- CONSIGNES -
A. D'après le texte sur le hard Brexit, quelle part de son PIB le Royaume-Uni pourrait-il perdre s'il quitte l'UE sans accord ?
B. Citez le texte sur le hard Brexit entre « Si le Royaume-Uni » et « leur chaine d’approvisionnement. », ces deux bornes incluses.

Le hard Brexit, un divorce particulièrement pénible pour certaines régions


Alors que la date du Brexit approche, les secteurs économiques tentent de s’organiser. Certaines zones d’Irlande, de la France, de l’Allemagne risquent d’être les pays les plus touchés.

Si le Royaume-Uni sort de l’UE sans accord, le pays pourrait perdre jusqu’à 9,3 % de son PIB.

Étant donné les liens économiques, sociaux et politiques entre le Royaume-Uni et l’UE, le Brexit pourrait être douloureux pour toute l’Europe. Certaines régions connaitraient des turbulences particulièrement fortes dans le commerce, une augmentation des droits de douane ou des perturbations dans leur chaine d’approvisionnement.

Selon une récente étude commanditée par le Comité des régions, l’Irlande, l’Allemagne, la France, la Belgique, les Pays-Bas seraient les États membres les plus affectés.

- DONNÉES PRÉSENTÉES -
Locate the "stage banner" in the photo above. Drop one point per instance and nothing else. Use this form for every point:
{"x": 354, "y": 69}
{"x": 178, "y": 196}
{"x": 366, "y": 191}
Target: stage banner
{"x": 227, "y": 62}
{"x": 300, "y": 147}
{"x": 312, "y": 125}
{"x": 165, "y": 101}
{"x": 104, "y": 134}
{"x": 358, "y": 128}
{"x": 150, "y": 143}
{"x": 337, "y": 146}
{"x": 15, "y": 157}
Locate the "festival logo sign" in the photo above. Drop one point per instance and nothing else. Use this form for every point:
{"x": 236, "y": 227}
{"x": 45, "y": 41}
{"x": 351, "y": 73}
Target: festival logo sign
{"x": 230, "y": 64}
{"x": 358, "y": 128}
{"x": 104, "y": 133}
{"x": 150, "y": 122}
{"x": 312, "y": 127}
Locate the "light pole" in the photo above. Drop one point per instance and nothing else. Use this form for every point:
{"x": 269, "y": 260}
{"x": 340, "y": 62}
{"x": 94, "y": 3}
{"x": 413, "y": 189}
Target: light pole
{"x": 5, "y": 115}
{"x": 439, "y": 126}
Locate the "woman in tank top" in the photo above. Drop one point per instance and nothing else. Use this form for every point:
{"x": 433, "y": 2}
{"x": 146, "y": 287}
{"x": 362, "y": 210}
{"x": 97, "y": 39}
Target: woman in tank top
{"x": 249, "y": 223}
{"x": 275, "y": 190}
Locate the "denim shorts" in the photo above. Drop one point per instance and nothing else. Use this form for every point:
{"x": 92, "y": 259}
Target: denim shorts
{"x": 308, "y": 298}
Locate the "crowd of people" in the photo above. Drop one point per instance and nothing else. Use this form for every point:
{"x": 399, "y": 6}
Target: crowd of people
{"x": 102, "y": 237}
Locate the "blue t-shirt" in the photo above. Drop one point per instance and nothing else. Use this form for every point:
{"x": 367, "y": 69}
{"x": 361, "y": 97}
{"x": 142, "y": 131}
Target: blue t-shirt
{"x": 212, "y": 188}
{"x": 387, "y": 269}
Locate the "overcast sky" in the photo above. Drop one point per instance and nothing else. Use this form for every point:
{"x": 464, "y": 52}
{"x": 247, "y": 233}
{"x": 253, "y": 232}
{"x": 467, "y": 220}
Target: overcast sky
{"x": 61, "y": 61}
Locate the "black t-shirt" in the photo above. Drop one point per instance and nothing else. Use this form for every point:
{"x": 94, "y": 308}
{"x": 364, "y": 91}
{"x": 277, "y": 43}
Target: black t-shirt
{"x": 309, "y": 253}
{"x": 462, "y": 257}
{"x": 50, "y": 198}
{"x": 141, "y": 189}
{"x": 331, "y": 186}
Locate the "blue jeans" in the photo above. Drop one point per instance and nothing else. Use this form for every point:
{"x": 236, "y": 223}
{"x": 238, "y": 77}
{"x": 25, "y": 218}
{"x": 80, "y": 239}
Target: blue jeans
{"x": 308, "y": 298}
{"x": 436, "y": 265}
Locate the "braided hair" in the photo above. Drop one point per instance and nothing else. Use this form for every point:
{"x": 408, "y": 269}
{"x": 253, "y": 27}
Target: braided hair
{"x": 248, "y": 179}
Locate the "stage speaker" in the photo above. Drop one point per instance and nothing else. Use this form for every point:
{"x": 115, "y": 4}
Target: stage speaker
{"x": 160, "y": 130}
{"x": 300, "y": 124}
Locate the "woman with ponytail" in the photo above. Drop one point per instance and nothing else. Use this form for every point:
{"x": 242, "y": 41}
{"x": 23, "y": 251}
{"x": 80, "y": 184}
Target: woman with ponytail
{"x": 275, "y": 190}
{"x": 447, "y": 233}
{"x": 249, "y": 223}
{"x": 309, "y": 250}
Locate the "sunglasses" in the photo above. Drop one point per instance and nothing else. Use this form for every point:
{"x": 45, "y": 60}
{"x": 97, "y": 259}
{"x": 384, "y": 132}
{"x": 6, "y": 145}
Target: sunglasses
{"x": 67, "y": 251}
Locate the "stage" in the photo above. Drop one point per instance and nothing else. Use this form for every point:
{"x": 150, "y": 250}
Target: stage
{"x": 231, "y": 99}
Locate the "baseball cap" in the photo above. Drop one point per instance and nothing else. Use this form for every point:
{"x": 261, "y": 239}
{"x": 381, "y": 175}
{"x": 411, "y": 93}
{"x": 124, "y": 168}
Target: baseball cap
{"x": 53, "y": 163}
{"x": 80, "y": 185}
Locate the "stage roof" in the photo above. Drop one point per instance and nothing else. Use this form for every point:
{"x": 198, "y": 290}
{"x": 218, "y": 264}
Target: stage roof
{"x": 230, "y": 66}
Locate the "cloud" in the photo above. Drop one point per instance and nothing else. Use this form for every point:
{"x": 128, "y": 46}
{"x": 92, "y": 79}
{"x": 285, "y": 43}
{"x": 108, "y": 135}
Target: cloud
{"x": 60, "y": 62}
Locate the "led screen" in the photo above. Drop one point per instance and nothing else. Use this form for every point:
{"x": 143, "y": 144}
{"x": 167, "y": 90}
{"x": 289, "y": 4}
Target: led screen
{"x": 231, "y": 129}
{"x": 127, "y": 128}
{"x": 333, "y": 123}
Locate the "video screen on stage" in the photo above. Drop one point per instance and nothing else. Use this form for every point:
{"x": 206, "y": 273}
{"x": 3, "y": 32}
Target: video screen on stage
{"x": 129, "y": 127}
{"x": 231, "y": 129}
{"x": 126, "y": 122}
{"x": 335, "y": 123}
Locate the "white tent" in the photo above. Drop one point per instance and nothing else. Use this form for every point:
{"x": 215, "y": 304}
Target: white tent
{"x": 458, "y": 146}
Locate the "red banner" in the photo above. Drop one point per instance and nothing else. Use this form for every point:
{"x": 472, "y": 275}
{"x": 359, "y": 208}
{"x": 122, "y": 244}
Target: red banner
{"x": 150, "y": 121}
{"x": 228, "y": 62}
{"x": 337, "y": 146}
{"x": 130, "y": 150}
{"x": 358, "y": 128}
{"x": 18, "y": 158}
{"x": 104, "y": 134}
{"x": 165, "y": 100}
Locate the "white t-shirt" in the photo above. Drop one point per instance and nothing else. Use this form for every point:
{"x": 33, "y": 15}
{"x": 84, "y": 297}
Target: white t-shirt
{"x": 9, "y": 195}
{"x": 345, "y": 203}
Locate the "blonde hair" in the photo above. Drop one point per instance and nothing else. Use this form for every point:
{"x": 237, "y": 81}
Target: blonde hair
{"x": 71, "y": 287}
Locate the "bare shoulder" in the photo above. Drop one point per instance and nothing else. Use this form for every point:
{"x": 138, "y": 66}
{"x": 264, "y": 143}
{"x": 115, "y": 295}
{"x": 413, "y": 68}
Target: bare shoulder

- RÉPONSES SUCCESSIVES -
A. Jusqu'à 9,3 % de son PIB.

B.
Si le Royaume-Uni sort de l’UE sans accord, le pays pourrait perdre jusqu’à 9,3 % de son PIB.

Étant donné les liens économiques, sociaux et politiques entre le Royaume-Uni et l’UE, le Brexit pourrait être douloureux pour toute l’Europe. Certaines régions connaitraient des turbulences particulièrement fortes dans le commerce, une augmentation des droits de douane ou des perturbations dans leur chaine d’approvisionnement.